Vash the Stampede in 'Trigun'
(Crunchyroll)

Trigun is technically a Western, but peel back the rootin’ tootin’ exterior and you’ll find cyberpunk circuitry underneath. This is the story of Vash the Stampede, an outlaw with a sixty billion double dollar bounty on his head. Despite his reputation for being a Humanoid Typhoon, he’s actually a really nice guy! Well, he’s not really a “guy” at all. His supernatural gunslinging abilities suggest that there’s more to Vash than meets the eye. He might just be some kind of escaped science experiment from beyond the stars. The series’ cyberpunk tone comes from its sense of quiet desperation, it’s a show about little people trying to get by in a vast and unfeeling future. That’s mood that the Western genre also shares, a sense of isolation in the wilderness of the world. Poor Vash, all he wants is to find somewhere he belongs – him and everyone else in a William Gibson novel.

Psycho-Pass

Shinya Kogami from Psycho-Pass
(FUNimation)

» STATED PROBLEM 1: Reproduce the Trigun passage word for word, starting with "Trigun is technically" and going on through "William Gibson novel.".
» STATED PROBLEM 2: According to the Trigun passage, where does the series' cyberpunk tone come from? Answer in one to three sentences.
» STATED PROBLEM 3: Write what comes next in the write-up on Trigun and Psycho-Pass, picking up right after its last line.
You won't need the material that comes next.

» DATASET CONTENT:
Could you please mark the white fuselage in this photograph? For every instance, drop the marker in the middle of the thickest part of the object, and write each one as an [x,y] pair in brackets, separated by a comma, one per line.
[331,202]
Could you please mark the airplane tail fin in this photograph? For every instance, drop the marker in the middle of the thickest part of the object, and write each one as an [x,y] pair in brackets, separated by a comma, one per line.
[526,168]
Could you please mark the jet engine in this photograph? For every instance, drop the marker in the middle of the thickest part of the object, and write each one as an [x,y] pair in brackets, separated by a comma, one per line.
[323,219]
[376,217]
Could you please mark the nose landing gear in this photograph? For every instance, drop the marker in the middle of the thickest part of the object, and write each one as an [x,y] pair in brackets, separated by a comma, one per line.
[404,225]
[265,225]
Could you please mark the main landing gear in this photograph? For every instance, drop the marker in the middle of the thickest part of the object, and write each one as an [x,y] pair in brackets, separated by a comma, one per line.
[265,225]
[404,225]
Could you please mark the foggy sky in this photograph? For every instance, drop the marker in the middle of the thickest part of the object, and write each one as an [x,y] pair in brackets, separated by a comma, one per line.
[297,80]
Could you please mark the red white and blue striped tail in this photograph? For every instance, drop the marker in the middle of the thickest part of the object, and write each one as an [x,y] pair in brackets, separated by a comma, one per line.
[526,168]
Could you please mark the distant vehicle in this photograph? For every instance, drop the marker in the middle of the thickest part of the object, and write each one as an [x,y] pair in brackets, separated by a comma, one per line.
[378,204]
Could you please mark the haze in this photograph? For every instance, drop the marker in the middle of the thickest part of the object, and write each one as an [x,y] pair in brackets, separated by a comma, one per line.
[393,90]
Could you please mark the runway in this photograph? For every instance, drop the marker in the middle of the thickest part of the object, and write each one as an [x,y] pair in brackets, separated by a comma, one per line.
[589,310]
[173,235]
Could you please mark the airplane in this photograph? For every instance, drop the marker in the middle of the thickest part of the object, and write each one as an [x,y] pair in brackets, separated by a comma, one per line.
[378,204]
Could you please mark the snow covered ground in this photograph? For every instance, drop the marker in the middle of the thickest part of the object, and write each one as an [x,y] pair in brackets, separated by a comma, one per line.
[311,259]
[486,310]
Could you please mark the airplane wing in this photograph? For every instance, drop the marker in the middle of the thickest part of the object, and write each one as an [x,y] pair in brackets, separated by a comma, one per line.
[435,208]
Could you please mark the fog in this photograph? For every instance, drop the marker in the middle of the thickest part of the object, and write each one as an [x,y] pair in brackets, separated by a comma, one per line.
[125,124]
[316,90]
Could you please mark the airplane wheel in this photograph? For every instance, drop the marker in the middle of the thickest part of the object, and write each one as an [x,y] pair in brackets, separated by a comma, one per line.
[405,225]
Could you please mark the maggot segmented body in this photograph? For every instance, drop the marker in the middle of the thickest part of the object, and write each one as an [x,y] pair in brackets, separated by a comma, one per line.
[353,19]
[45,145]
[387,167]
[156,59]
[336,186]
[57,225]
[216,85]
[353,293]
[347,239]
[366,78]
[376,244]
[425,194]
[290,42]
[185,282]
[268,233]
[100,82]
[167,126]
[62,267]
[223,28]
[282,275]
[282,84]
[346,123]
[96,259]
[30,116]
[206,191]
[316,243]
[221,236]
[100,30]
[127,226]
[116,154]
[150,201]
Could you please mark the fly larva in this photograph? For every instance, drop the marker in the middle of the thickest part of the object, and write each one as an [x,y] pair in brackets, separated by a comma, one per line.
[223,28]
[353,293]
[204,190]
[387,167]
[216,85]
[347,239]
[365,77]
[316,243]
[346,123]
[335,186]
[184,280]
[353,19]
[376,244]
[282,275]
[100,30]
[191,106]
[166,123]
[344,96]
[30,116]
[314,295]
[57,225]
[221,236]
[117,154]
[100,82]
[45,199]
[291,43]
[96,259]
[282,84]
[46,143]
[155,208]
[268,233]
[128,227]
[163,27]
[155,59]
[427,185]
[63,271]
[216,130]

» RESPONSE 1:
Trigun is technically a Western, but peel back the rootin’ tootin’ exterior and you’ll find cyberpunk circuitry underneath. This is the story of Vash the Stampede, an outlaw with a sixty billion double dollar bounty on his head. Despite his reputation for being a Humanoid Typhoon, he’s actually a really nice guy! Well, he’s not really a “guy” at all. His supernatural gunslinging abilities suggest that there’s more to Vash than meets the eye. He might just be some kind of escaped science experiment from beyond the stars. The series’ cyberpunk tone comes from its sense of quiet desperation, it’s a show about little people trying to get by in a vast and unfeeling future. That’s mood that the Western genre also shares, a sense of isolation in the wilderness of the world. Poor Vash, all he wants is to find somewhere he belongs – him and everyone else in a William Gibson novel.

» RESPONSE 2: The passage says the cyberpunk tone comes from the show's sense of quiet desperation. It is a story about little people trying to get by in a vast and unfeeling future.

» RESPONSE 3:
A textbook cyberpunk title, Psycho-Pass is set in a near future metropolis where government surveillance is the norm. Monitored by a complex AI known as the Sibyl System, civilians are assigned a “crime coefficient” – a numerical value based on their likelihood to commit, well, crime. If a person becomes mentally unstable, their crime coefficient rises, which could lead to their arrest or execution. The plot follows Akane Tsunemori, a rookie cop tasked with tracking down “latent criminals” before they can resort to violence. But what happens when a serial killer shows up whose crime coefficient never rises above normal levels despite the rising body count? You call in a group of legally sanctioned criminals to hunt him down like human bloodhounds. It’s Blade Runner meets Minority Report – you’re gonna love it.

Akira

Akira in Akira, is getting the live-action treatment from taika waititi.
(Tokyo Movie Shinsha)

The jewel in the cyberpunk anime crown, Akira is the pinnacle of the genre. Directed by Katsuhiro Otomo, the film follows a group of biker gang teens living in Neo-Tokyo – built on the ruins of the old city that was blown up in a modern world war. Lawless teen Tetsuo is content revving engines and cracking the skulls of rival gang members, but his life changes when he’s contaminated by an escaped government experiment. Developing telekinetic powers at an alarming rate, Tetsuo begins to lose his grip on reality – threatening to tear it to shreds with his uncontrolled abilities. Ultimately, this is a cyberpunk story of friendship – friends don’t let friends turn into cosmic horror beings and rip apart the fabric of the multiverse now, do they?

Megalobox

A young man rides a motorcycle in "Megalobox"
(TMS Entertainment)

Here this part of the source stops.